- What you will do
Reproduce the entries below, requests included, starting with the line containing "Identify each instance of the sky" and continuing through the final line of the entries. Offset each point coordinate in the answers by adding 88 to both the x and y values.

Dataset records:
——

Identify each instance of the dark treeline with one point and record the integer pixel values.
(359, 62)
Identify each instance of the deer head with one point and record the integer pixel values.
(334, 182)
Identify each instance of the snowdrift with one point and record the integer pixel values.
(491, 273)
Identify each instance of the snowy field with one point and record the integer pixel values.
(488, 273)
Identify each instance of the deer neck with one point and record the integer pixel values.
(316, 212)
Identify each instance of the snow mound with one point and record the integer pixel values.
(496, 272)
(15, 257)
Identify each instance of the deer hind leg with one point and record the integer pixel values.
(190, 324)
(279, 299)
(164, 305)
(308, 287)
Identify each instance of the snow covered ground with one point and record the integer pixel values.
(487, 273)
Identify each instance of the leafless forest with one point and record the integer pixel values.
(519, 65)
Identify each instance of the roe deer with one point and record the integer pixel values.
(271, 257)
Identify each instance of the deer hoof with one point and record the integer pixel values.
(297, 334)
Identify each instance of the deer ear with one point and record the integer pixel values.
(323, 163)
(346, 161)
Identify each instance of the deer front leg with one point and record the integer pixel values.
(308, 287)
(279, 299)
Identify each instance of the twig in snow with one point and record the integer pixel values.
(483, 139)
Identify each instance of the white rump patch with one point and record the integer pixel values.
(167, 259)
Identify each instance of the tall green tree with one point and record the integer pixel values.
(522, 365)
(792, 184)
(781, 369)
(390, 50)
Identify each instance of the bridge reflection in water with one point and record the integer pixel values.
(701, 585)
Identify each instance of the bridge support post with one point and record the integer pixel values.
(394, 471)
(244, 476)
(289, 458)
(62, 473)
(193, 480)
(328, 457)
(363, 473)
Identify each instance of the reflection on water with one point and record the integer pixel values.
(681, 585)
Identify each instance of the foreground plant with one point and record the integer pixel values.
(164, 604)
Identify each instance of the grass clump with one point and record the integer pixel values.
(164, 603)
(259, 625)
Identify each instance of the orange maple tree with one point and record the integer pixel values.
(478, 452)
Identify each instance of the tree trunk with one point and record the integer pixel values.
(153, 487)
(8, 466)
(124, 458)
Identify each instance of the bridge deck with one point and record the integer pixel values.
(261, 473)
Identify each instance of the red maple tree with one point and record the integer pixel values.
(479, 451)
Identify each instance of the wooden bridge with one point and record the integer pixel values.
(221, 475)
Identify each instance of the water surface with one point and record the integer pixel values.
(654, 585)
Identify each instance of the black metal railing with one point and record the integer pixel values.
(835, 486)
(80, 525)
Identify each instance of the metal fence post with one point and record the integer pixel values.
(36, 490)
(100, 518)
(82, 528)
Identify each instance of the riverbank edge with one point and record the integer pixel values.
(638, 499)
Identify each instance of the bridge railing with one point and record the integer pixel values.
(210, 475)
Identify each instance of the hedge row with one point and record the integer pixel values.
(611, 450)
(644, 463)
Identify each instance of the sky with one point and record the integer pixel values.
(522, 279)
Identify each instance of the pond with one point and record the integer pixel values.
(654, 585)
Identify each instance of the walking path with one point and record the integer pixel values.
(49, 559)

——

- Finished answer
Identify each instance of the sky with one point and record the integer pixel values.
(610, 367)
Identify each instance of the pond with one point and record the integer pixel values.
(742, 673)
Identify each instance of the walking path with one point and record the integer pixel values.
(137, 647)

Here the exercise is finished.